> _Aim_: Reproduce every one of the following entries word for word.

> _Input for this task_:
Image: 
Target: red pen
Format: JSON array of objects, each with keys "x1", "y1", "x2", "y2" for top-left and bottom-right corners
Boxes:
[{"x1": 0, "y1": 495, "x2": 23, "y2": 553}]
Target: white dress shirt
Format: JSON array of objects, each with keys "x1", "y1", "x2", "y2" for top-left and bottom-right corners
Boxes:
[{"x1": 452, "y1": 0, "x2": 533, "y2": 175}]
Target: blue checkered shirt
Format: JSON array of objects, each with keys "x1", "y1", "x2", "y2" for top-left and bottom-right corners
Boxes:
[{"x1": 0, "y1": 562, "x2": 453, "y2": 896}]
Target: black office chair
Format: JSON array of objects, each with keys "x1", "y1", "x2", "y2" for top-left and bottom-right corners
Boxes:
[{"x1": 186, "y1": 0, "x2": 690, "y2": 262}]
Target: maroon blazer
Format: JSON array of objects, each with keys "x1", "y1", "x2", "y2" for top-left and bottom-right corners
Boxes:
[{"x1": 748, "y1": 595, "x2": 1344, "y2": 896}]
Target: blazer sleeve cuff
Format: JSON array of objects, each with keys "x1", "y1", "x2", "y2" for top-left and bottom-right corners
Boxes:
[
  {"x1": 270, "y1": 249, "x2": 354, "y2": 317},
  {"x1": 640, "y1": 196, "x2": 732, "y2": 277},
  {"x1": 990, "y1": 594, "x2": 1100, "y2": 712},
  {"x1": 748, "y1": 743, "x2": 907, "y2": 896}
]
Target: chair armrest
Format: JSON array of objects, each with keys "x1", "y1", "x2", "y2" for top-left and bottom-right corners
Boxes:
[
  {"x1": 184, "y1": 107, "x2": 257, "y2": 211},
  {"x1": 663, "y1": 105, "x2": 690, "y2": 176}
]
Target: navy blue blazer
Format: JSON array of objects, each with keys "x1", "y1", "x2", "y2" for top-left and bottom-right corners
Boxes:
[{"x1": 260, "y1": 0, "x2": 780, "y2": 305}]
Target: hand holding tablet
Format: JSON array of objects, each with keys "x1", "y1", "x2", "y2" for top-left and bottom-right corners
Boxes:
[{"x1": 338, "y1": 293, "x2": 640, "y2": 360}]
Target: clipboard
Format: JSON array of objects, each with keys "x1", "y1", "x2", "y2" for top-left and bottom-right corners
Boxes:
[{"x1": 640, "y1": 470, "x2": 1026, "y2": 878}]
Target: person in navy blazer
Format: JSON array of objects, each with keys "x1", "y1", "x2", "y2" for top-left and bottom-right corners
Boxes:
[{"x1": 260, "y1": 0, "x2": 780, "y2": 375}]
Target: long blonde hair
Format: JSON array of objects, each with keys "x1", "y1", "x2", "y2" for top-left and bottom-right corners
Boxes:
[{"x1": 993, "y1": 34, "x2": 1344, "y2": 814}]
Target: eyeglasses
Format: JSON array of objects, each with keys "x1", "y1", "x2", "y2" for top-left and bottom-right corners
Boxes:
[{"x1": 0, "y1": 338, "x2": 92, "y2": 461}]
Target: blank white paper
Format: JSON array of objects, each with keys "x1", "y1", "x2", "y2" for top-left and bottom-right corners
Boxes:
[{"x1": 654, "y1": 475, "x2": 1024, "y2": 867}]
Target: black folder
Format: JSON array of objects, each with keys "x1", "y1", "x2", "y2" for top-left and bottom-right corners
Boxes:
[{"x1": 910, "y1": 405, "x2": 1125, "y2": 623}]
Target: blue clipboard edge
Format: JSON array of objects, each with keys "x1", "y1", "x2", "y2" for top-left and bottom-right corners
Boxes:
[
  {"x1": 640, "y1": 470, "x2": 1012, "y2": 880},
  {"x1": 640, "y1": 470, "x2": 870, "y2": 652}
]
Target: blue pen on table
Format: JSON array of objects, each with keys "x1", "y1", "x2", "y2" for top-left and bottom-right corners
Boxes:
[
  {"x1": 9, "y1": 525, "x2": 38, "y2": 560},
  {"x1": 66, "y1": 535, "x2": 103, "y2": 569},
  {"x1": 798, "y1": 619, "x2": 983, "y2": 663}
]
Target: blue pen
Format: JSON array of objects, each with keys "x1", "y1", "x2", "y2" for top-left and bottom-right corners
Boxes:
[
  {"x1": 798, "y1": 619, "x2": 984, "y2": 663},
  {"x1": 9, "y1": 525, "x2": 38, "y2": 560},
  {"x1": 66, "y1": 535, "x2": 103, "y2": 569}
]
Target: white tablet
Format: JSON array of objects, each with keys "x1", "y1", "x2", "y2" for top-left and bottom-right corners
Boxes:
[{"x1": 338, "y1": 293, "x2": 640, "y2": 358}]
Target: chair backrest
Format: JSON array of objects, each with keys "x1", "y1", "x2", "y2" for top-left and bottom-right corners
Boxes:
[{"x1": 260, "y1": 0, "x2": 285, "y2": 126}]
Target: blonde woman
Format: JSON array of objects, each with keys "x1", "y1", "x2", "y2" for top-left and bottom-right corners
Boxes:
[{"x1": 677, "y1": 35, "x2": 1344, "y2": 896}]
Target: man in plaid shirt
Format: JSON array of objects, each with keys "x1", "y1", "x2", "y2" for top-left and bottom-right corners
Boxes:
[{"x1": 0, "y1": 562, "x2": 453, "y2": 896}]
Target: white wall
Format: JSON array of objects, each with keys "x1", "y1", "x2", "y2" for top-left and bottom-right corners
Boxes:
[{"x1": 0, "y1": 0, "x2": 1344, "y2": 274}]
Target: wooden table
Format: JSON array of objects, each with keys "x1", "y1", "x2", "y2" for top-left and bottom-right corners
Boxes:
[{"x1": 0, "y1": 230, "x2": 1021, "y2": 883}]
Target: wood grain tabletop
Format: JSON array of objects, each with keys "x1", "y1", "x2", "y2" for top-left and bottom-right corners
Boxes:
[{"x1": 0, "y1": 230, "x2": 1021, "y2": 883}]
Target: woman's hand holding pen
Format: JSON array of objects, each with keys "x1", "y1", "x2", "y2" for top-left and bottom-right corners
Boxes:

> _The result_:
Image: 
Target: red pen
Format: JSON array of objects, each with keys "x1", "y1", "x2", "y2" for top-left and bottom-right corners
Boxes:
[{"x1": 0, "y1": 495, "x2": 23, "y2": 553}]
Target: white dress shirt
Format: JSON array of objects, each with keys "x1", "y1", "x2", "y2" for top-left and bottom-right corners
Boxes:
[{"x1": 452, "y1": 0, "x2": 533, "y2": 175}]
Target: blue checkered shirt
Format: JSON array of objects, each with keys "x1", "y1", "x2", "y2" for top-left and bottom-right corners
Boxes:
[{"x1": 0, "y1": 562, "x2": 453, "y2": 896}]
Target: black office chair
Format: JSON array of objects, each with keys "x1", "y1", "x2", "y2" for top-left and bottom-right corners
Boxes:
[{"x1": 186, "y1": 0, "x2": 690, "y2": 262}]
Target: maroon blazer
Format: JSON array of objects, each with keys "x1", "y1", "x2", "y2" for top-left and bottom-right corners
Boxes:
[{"x1": 748, "y1": 595, "x2": 1344, "y2": 896}]
Target: blazer sleeve cuff
Format: JSON array of objects, each with keys "x1", "y1", "x2", "y2" for top-left and bottom-right corners
Boxes:
[
  {"x1": 270, "y1": 249, "x2": 354, "y2": 317},
  {"x1": 640, "y1": 196, "x2": 732, "y2": 277},
  {"x1": 990, "y1": 594, "x2": 1100, "y2": 712},
  {"x1": 748, "y1": 743, "x2": 907, "y2": 896}
]
Target: chair armrest
Format: JSON array of objects, each with keys "x1", "y1", "x2", "y2" for top-left and bottom-right corners
Boxes:
[
  {"x1": 184, "y1": 107, "x2": 257, "y2": 211},
  {"x1": 663, "y1": 105, "x2": 690, "y2": 176}
]
Target: navy blue blazer
Format: JSON array of objects, each with keys "x1", "y1", "x2", "y2" for top-left and bottom-right corners
Boxes:
[{"x1": 260, "y1": 0, "x2": 780, "y2": 305}]
Target: hand holding tablet
Format: JSON array of objects, each with keys "x1", "y1", "x2", "y2" for top-left and bottom-right corners
Boxes:
[{"x1": 338, "y1": 293, "x2": 640, "y2": 360}]
Target: clipboard
Format: JSON array of objects, each with keys "x1", "y1", "x2", "y2" for top-left and bottom-right corners
Boxes:
[{"x1": 640, "y1": 470, "x2": 1026, "y2": 878}]
Target: person in navy blazer
Format: JSON array of objects, each with keys "x1", "y1", "x2", "y2" for top-left and bottom-right corners
Boxes:
[{"x1": 260, "y1": 0, "x2": 780, "y2": 375}]
Target: long blonde hair
Format: JSON array of objects, each with keys "x1", "y1", "x2", "y2" for top-left and bottom-right corners
Boxes:
[{"x1": 993, "y1": 34, "x2": 1344, "y2": 814}]
Target: eyeglasses
Format: JSON array of objects, each with keys "x1", "y1", "x2", "y2" for top-left and bottom-right corners
Boxes:
[{"x1": 0, "y1": 338, "x2": 92, "y2": 461}]
Target: blank white paper
Format: JSON array of objects, each with keys "x1", "y1", "x2", "y2" for top-left and bottom-right corners
Boxes:
[{"x1": 654, "y1": 475, "x2": 1024, "y2": 867}]
Target: black folder
Format: JSON array of objects, each with keys "x1", "y1", "x2", "y2" for top-left and bottom-right corners
Boxes:
[{"x1": 910, "y1": 405, "x2": 1125, "y2": 623}]
Target: blue clipboard edge
Format: JSON array of objects, each with keys "x1", "y1", "x2", "y2" for top-left and bottom-right corners
Boxes:
[
  {"x1": 640, "y1": 470, "x2": 1012, "y2": 880},
  {"x1": 640, "y1": 470, "x2": 870, "y2": 652}
]
Target: blue pen on table
Format: JSON array of objects, each with keys "x1", "y1", "x2", "y2" for top-left and bottom-right corners
Boxes:
[
  {"x1": 9, "y1": 525, "x2": 38, "y2": 560},
  {"x1": 66, "y1": 535, "x2": 103, "y2": 569},
  {"x1": 798, "y1": 619, "x2": 983, "y2": 663}
]
Target: blue pen
Format: JSON array of objects, each with keys "x1", "y1", "x2", "y2" for top-left and bottom-right corners
Boxes:
[
  {"x1": 798, "y1": 619, "x2": 984, "y2": 663},
  {"x1": 9, "y1": 525, "x2": 38, "y2": 560},
  {"x1": 66, "y1": 535, "x2": 103, "y2": 569}
]
Target: white tablet
Format: JSON array of objects, each with keys "x1", "y1", "x2", "y2" for top-left and bottom-right corners
Boxes:
[{"x1": 338, "y1": 293, "x2": 640, "y2": 358}]
Target: chair backrest
Format: JSON array of objects, each with keys "x1", "y1", "x2", "y2" for top-left and bottom-right corners
Boxes:
[{"x1": 260, "y1": 0, "x2": 285, "y2": 126}]
Target: blonde woman
Format: JSON array of objects, each with keys "x1", "y1", "x2", "y2" for top-left and bottom-right corners
Boxes:
[{"x1": 677, "y1": 35, "x2": 1344, "y2": 896}]
Target: man in plaid shirt
Format: JSON array of objects, each with keys "x1", "y1", "x2", "y2" for top-left and bottom-right corners
Boxes:
[{"x1": 0, "y1": 562, "x2": 453, "y2": 896}]
Target: white wall
Format: JSON array of objects, each with keys "x1", "y1", "x2", "y2" for top-left and bottom-right corners
Boxes:
[{"x1": 0, "y1": 0, "x2": 1344, "y2": 274}]
Target: wooden table
Format: JSON array of objects, each with keys "x1", "y1", "x2", "y2" for top-left and bottom-right corners
Boxes:
[{"x1": 0, "y1": 230, "x2": 1021, "y2": 883}]
Target: wood grain tabletop
Format: JSON array of objects, each with keys "x1", "y1", "x2", "y2" for top-left and bottom-right corners
Boxes:
[{"x1": 0, "y1": 230, "x2": 1021, "y2": 883}]
Target: woman's hand holding pen
Format: JSON array of objects, each with keys "x1", "y1", "x2", "y2" for top-left and bottom-right corners
Boxes:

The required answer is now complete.